=== Input data ===
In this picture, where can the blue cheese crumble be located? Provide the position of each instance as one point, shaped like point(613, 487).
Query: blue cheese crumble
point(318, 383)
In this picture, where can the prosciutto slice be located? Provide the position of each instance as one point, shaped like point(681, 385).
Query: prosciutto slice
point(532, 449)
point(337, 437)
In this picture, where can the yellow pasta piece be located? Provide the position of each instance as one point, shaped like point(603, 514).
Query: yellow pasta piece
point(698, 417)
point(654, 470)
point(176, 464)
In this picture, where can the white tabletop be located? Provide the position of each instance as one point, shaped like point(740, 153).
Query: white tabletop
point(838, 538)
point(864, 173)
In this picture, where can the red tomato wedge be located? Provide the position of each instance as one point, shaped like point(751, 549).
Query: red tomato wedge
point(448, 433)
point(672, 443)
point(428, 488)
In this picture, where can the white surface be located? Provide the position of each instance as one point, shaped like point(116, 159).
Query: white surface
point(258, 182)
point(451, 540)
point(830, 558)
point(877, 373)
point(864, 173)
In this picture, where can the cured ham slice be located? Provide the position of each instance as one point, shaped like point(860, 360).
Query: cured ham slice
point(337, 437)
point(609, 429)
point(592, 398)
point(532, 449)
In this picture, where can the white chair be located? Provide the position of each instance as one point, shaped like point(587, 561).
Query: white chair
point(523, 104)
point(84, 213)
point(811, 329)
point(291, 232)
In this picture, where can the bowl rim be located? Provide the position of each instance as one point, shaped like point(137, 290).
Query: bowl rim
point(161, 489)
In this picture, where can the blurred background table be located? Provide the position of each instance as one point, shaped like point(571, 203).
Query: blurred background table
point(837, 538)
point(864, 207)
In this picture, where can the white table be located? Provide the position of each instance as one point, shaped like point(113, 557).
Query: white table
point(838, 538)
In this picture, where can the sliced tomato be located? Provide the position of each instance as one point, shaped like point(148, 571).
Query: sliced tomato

=== What the task requires ===
Isolate each line of the listing above that includes "located". Copy it.

=== Exercise solution ===
In this picture, where can the blue cheese crumble be located? Provide the position of each instance as one point, shaped like point(613, 487).
In this picture, where can the prosciutto slice be located? Provide the position of each instance as one point, shaped like point(681, 385).
In this picture, where can the yellow pasta piece be located? Provide the position of each instance as one point, shaped like point(603, 514).
In this picture, where can the white tabletop be located? Provide the position of each instance as one point, shaped like point(740, 153).
In this picture, where can the red tomato wedge be located? Provide the position of each instance as one point, shaped like point(751, 549).
In this picture, where can the white surface be located? Provide the position of each instance as one point, shaped like point(116, 159).
In this picture, where can the cured ham slice be located? Provide the position of each instance as one point, shaped like point(860, 360).
In this picture, where can the white chair be located? Provide the position of each instance as one point, shaped like point(587, 561).
In this picture, where can the bowl rim be located? Provide the position of each instance as one point, shaped like point(137, 290).
In this picture, where can the blurred background table be located? Provide the position of each instance as one point, shaped like point(571, 203).
In this picture, where can the white table be located? Provide the position of each instance as one point, shaped like point(113, 557).
In this picture, where can the sliced tomato be located? Provide the position of each instance as one point, shaped like point(148, 571).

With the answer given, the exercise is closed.